_PASSAGE_
###

GDEX configuration file is used for Good Dictionary Examples system which evaluates sentences with regard to their suitability to serve as dictionary or teaching examples. In this configuration, you can define the structure of good sentences how they should look like (e.g. specific sentence length, preferring frequent words) and filter out inappropriate sentences (e.g. too long sentences, sentences with vulgarisms, etc.)

GDEX configuration introduction

GDEX configuration files are written in YAML ( which is a human-readable (and human-editable) format also suitable for effective machine processing. The actual formula for calculating sentence scores is an expression in the Python programming language. Its syntax is limited to basic mathematical and logical operations, as well as function calls to pre-defined GDEX classifiers. Several variables such as the values of positional attributes are available. Named variables defined in the configuration file, typically regular expressions, can also be referenced in the formula.

###

_DATA LINES_
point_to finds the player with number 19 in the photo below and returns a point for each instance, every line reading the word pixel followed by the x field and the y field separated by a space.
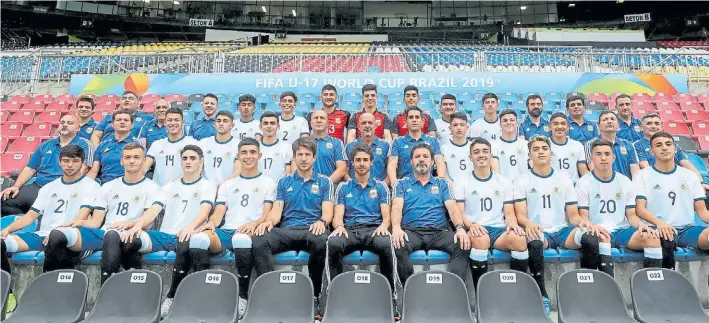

###

_WORK TO DO_
According to the GDEX configuration text, in which programming language is the formula for calculating sentence scores written?

_WRITTEN RESPONSE_
Python